対象文章.
新興国から脱皮し先進国の仲間入りしようとしているBRICS諸国などは、勢いを止められない
ほどに右肩上がりのスピード上昇気流に乗っています。とても成熟老齢化のすすむ
わが国の成長モードでは比較にならないでしょう。

しかし、その停滞した国情を乗り切ると必ず明るい未来が開かれてくるのではと希望を
持てそうです。なぜなら、世界中どの国にも先んじて高齢社会でのあり方を経験し
そのノウハウを蓄積し豊かな社会を作り出せるフロントランナーに日本がなれる
ということでしょう。

そのためには、有識者や為政者の方々は政策を強力に推進し震災後の復興や財政再建
などを淀むことなくスピーデイに進めるべきと皆叫ぶわけですが、歴史の教訓からすると
戦国時代しかり、幕末維新しかり世の中が変調を来たした時は大いに時代が
荒れ狂うものです。

平和的かつ協調的に、さらにスピーデイに改革改善が進むことなど無いと言ってよいのかも
知れません。むしろ、そのように万人の希望がかなえられるとすれば、それは偽りの
革新というべきなのかもしれません。

苦労に苦労を重ね、苦渋を舐め痛みに耐えて長く暗いトンネルを抜けて始めて
希望に満ちた新たな繁栄が築き上げられるのではないかという気がします。

そのためには、現世の既存勢力、既存概念、保守的価値観などあらゆる変化が求められる
時がくる必要があるのではないでしょうか。
ゾンビ企業の淘汰、護送船団型経営の解体、労働制度や賃金スキームの変更などいろいろな
現行社会の制度や慣行などが変化していかなければ、政策政策スピードスピードと
念仏を唱えてもあまり進化はないのかもしれません。

日本の長期金利 [経済]

みずほ証券エコノミストの高田創氏、柴崎健氏が過去2回あった国債金利
1%割れの超低金利が反転し、急上昇した時の要因を分析しています。
以下のように、説明しています。

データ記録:
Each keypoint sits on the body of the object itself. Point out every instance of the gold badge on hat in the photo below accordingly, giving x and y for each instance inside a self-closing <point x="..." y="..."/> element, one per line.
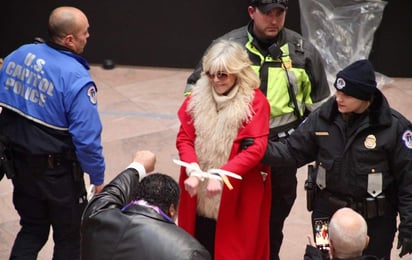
<point x="370" y="142"/>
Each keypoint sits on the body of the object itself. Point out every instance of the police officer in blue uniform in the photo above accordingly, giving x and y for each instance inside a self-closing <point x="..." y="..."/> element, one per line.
<point x="363" y="154"/>
<point x="51" y="129"/>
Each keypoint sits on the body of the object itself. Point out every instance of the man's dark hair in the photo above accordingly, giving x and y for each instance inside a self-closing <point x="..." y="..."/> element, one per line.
<point x="160" y="190"/>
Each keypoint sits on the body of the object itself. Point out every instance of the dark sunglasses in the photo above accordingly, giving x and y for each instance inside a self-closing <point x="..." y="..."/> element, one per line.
<point x="220" y="75"/>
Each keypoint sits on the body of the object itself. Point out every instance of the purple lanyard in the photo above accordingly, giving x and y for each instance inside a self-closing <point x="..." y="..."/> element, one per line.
<point x="145" y="204"/>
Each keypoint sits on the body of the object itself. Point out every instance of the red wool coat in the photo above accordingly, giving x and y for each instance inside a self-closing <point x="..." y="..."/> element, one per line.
<point x="242" y="229"/>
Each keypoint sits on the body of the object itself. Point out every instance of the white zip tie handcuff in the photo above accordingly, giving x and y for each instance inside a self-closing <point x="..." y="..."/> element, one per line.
<point x="218" y="174"/>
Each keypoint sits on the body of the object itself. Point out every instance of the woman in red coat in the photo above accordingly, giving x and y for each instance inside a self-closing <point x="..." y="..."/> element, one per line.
<point x="224" y="125"/>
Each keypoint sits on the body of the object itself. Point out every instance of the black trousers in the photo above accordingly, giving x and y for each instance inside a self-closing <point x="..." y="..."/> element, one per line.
<point x="381" y="230"/>
<point x="205" y="231"/>
<point x="50" y="199"/>
<point x="284" y="183"/>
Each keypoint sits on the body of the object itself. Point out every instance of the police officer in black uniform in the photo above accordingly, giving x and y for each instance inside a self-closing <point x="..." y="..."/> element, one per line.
<point x="363" y="154"/>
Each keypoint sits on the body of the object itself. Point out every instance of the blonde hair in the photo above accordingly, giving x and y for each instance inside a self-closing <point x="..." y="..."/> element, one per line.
<point x="231" y="57"/>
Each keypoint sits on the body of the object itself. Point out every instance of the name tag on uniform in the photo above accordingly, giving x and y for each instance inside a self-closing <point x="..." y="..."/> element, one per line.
<point x="321" y="133"/>
<point x="375" y="183"/>
<point x="321" y="177"/>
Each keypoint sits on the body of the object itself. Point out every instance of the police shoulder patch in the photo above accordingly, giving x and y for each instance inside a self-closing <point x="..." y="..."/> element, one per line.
<point x="407" y="138"/>
<point x="92" y="93"/>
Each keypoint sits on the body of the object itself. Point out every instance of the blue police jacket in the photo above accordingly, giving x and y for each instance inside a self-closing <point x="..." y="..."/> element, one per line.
<point x="52" y="87"/>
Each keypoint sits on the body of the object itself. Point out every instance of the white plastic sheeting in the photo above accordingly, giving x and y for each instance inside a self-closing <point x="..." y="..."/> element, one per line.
<point x="342" y="31"/>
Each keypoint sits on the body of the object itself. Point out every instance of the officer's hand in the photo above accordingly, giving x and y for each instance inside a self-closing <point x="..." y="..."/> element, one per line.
<point x="310" y="241"/>
<point x="191" y="185"/>
<point x="146" y="158"/>
<point x="214" y="187"/>
<point x="406" y="245"/>
<point x="97" y="189"/>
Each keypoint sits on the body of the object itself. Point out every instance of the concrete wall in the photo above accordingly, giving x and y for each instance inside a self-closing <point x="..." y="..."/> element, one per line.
<point x="175" y="33"/>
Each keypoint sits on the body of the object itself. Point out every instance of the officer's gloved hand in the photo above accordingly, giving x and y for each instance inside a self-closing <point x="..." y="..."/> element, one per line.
<point x="406" y="245"/>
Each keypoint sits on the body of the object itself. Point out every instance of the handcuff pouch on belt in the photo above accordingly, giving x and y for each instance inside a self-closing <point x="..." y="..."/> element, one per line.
<point x="369" y="207"/>
<point x="6" y="162"/>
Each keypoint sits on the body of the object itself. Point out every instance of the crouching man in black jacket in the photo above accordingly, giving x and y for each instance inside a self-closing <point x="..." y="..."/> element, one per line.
<point x="135" y="220"/>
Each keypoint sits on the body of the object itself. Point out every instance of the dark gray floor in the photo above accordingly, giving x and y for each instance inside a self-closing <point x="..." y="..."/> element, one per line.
<point x="138" y="110"/>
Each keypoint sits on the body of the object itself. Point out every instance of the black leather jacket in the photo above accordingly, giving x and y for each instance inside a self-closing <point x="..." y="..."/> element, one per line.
<point x="138" y="232"/>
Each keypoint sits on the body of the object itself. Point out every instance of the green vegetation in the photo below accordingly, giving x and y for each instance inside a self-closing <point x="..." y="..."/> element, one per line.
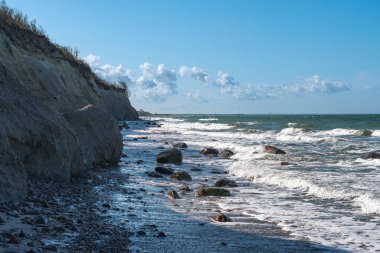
<point x="17" y="19"/>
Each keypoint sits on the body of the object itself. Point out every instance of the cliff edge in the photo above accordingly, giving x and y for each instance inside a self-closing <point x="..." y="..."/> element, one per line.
<point x="57" y="117"/>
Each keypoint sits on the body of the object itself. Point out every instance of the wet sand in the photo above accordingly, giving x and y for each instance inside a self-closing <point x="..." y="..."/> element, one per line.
<point x="122" y="209"/>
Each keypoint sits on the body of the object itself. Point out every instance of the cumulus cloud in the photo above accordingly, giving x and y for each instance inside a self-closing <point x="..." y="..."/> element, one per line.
<point x="195" y="72"/>
<point x="196" y="97"/>
<point x="155" y="84"/>
<point x="109" y="72"/>
<point x="316" y="84"/>
<point x="158" y="83"/>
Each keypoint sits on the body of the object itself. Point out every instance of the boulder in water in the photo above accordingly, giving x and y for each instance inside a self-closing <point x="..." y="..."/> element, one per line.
<point x="213" y="191"/>
<point x="225" y="182"/>
<point x="173" y="195"/>
<point x="226" y="153"/>
<point x="163" y="170"/>
<point x="180" y="145"/>
<point x="181" y="176"/>
<point x="209" y="151"/>
<point x="373" y="155"/>
<point x="172" y="155"/>
<point x="221" y="217"/>
<point x="273" y="150"/>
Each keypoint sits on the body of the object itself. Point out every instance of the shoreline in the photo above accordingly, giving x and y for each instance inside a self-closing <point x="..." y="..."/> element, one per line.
<point x="122" y="209"/>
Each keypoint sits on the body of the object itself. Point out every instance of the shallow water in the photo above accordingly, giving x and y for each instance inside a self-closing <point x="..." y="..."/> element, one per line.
<point x="331" y="195"/>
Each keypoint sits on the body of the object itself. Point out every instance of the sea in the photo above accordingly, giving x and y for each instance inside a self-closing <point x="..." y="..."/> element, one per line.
<point x="328" y="194"/>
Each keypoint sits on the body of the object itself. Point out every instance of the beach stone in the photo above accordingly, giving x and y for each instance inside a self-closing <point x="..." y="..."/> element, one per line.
<point x="251" y="178"/>
<point x="161" y="234"/>
<point x="153" y="174"/>
<point x="367" y="132"/>
<point x="124" y="125"/>
<point x="173" y="195"/>
<point x="172" y="155"/>
<point x="209" y="151"/>
<point x="163" y="170"/>
<point x="41" y="220"/>
<point x="220" y="217"/>
<point x="51" y="247"/>
<point x="184" y="188"/>
<point x="180" y="145"/>
<point x="225" y="182"/>
<point x="273" y="150"/>
<point x="373" y="155"/>
<point x="181" y="176"/>
<point x="213" y="191"/>
<point x="226" y="153"/>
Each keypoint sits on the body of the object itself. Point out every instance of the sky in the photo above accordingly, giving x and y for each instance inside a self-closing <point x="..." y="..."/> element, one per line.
<point x="270" y="56"/>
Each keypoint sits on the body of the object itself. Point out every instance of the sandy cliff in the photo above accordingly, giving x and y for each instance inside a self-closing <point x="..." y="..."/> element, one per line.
<point x="56" y="117"/>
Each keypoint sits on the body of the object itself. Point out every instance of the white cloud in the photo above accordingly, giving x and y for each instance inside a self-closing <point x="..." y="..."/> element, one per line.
<point x="155" y="84"/>
<point x="316" y="84"/>
<point x="225" y="80"/>
<point x="196" y="97"/>
<point x="109" y="72"/>
<point x="195" y="72"/>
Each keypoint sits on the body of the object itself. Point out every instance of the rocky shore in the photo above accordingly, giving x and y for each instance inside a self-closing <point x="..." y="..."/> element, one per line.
<point x="142" y="206"/>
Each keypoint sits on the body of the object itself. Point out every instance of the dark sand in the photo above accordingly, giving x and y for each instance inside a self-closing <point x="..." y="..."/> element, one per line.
<point x="122" y="209"/>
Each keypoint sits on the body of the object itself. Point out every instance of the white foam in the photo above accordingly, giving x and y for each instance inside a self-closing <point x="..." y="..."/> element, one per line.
<point x="209" y="119"/>
<point x="342" y="132"/>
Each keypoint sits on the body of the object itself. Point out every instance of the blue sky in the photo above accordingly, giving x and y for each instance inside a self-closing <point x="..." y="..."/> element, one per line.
<point x="227" y="56"/>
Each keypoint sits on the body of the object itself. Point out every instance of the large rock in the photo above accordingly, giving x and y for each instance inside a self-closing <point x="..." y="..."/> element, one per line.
<point x="373" y="155"/>
<point x="98" y="134"/>
<point x="209" y="151"/>
<point x="225" y="182"/>
<point x="221" y="217"/>
<point x="173" y="156"/>
<point x="181" y="176"/>
<point x="213" y="191"/>
<point x="180" y="145"/>
<point x="273" y="150"/>
<point x="163" y="170"/>
<point x="226" y="153"/>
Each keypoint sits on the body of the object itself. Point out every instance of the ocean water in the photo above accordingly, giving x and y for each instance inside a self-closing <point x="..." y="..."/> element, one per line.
<point x="330" y="193"/>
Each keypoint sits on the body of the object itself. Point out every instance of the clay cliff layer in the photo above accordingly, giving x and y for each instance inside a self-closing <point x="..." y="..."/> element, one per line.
<point x="57" y="118"/>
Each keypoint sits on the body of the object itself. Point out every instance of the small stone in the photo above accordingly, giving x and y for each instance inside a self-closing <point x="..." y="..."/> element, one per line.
<point x="173" y="195"/>
<point x="184" y="188"/>
<point x="181" y="176"/>
<point x="106" y="205"/>
<point x="161" y="234"/>
<point x="51" y="247"/>
<point x="273" y="150"/>
<point x="153" y="174"/>
<point x="163" y="170"/>
<point x="224" y="182"/>
<point x="180" y="145"/>
<point x="41" y="220"/>
<point x="251" y="178"/>
<point x="220" y="217"/>
<point x="209" y="151"/>
<point x="226" y="154"/>
<point x="213" y="191"/>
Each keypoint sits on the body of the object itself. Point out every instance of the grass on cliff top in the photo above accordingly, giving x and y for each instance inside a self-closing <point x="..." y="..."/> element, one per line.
<point x="18" y="19"/>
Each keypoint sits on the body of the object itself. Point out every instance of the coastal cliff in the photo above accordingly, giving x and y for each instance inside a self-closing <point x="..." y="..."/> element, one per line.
<point x="57" y="117"/>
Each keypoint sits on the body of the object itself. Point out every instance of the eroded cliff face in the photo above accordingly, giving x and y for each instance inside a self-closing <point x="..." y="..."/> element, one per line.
<point x="56" y="118"/>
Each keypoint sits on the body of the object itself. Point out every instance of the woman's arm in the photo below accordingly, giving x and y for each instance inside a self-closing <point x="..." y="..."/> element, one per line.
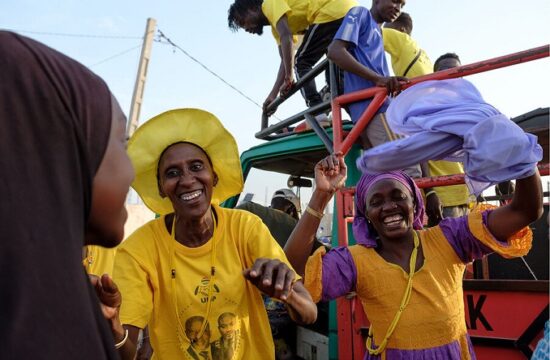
<point x="330" y="175"/>
<point x="525" y="207"/>
<point x="275" y="279"/>
<point x="110" y="300"/>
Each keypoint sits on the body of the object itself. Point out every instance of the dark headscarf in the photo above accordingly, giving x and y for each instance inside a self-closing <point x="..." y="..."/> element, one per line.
<point x="55" y="121"/>
<point x="364" y="233"/>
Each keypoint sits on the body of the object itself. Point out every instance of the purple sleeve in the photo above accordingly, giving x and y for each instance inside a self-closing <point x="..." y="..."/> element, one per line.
<point x="350" y="28"/>
<point x="339" y="273"/>
<point x="464" y="243"/>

作業内容.
a) 対象文章のうち、「そのためには、有識者や為政者の方々は政策を強力に推進し震災後の復興や財政再建」から「時がくる必要があるのではないでしょうか。」までを、両端を含めてそのまま書き写してください。
b) 対象文章によれば、高田創氏と柴崎健氏はどこのエコノミストですか。
回答の根拠には対象文章だけを用いること。

回答記述.
a)
そのためには、有識者や為政者の方々は政策を強力に推進し震災後の復興や財政再建
などを淀むことなくスピーデイに進めるべきと皆叫ぶわけですが、歴史の教訓からすると
戦国時代しかり、幕末維新しかり世の中が変調を来たした時は大いに時代が
荒れ狂うものです。

平和的かつ協調的に、さらにスピーデイに改革改善が進むことなど無いと言ってよいのかも
知れません。むしろ、そのように万人の希望がかなえられるとすれば、それは偽りの
革新というべきなのかもしれません。

苦労に苦労を重ね、苦渋を舐め痛みに耐えて長く暗いトンネルを抜けて始めて
希望に満ちた新たな繁栄が築き上げられるのではないかという気がします。

そのためには、現世の既存勢力、既存概念、保守的価値観などあらゆる変化が求められる
時がくる必要があるのではないでしょうか。

b) みずほ証券のエコノミストです。